◆ INSTRUCTIONS
a. Reproduce the postpartum anxiety post word for word between "It was so perfect, in" and "take care of.", inclusive.
b. Resume the postpartum anxiety post from the point where it stops.

My birth experience third time round was perfect. It was the kind of birth that you say “Oh fuck off” when you hear someone talking about it. It was the kind of birth that The Positive Birth Company would print in their book to promote their Freya app (which I would highly recommend) and the kind of birth that a midwife might tell you to lower your expectations of if you wrote it in your birth plan.
It was so perfect, in fact, that my brain could not compute it because births like this didn’t happen to people like me. My brain told me that I didn’t deserve to have such a positive experience and this was only happening because something really bad was going to happen in the future and the universe was trying to keep things equal.
I allowed myself 3 days of pure happiness and bliss with my perfect newborn and then woke my partner in the middle of the night, trembling and on the verge of vomiting to tell him that “it” was back.
If you have read my posts before you’ll know that if there’s one thing I absolutely love it’s googling the shit out of symptoms and researching absolutely everything I can when I have a baby to take care of.
When Bo Burnham asked whether he could “interest me in everything all of the time?” the answer was “Absofuckinlutely, if it’s related to ‘health risks in children’ because that’s my area of interest”
It was due to this thirst for knowledge I had once again found myself googling something in the middle of the night that had triggered a domino effect of catastrophic thoughts, all of which were readily available to be fuelled by an AI crafted algorithm based on every query I had ever whispered, googled or thought, which was a lot.
An example of some of my google searches in the first few days:
“Baby sleeping too much”
“Baby squeaking”
“Baby shivering” (this is not the one to google)
“How long does it take to know you have sepsis”
“Baby crying very loudly”
“Baby looks red”
Given that I have experienced the newborn phase twice before this my brain still decided to wipe most logical thought from my mind and punish me by convincing me that there was no way I could have my perfect birth and get out of it unscathed. One of the hardest parts of intrusive anxious thoughts is that you know deep down that they are unlikely to happen but your body is fuelled with adrenaline and errs on the side of caution so whilst you’re dialling in the first two 9’s on your phone your head is like, “This was probably just a sneeze” but your heart is like “Just get a professional here immediately to eradicate any uncertainty”

◆ DATA
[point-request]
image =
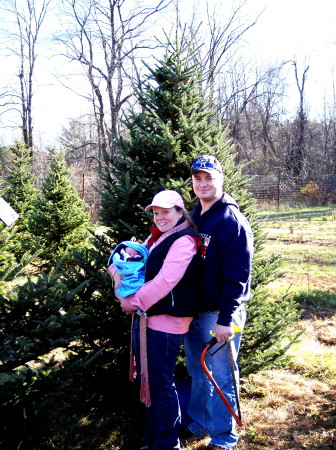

◆ TASK RESULTS
a.
It was so perfect, in fact, that my brain could not compute it because births like this didn’t happen to people like me. My brain told me that I didn’t deserve to have such a positive experience and this was only happening because something really bad was going to happen in the future and the universe was trying to keep things equal.
I allowed myself 3 days of pure happiness and bliss with my perfect newborn and then woke my partner in the middle of the night, trembling and on the verge of vomiting to tell him that “it” was back.
If you have read my posts before you’ll know that if there’s one thing I absolutely love it’s googling the shit out of symptoms and researching absolutely everything I can when I have a baby to take care of.

b.
The difference third time round was that I now had a new secret part of my brain, the secret part that had been paying attention in my therapy sessions, the little sponge part of my brain that was trying to save the rest of my body from being in constant fight or flight mode because it was absolutely sick of this shit. This tiny little sponge dragged me back from the edge along with my partner who sat and held my hand as I recited historical American medical papers (it’s always the American papers that are the worst) from 1991 that had been dug up on my searches for info on google. I knew this time that I had to keep my head together for the sake of my other two children who were now old enough to question why their mummy was running up and down the stairs at 2 am or standing in the garden saluting magpies. I listened to this tiny secret sponge part of my brain as much as I could. I listened to it as it screamed at me over and over “Thoughts are not facts”
On day 5 I visited my midwife, showed her some videos I had been filming (in cinema mode, naturally) and she once again immediately instructed me to unplug my router. She would later go through my birth notes with me and gently explain that perhaps, just maybe I was allowed to have this birth experience for no other reason than sometimes births can be perfect.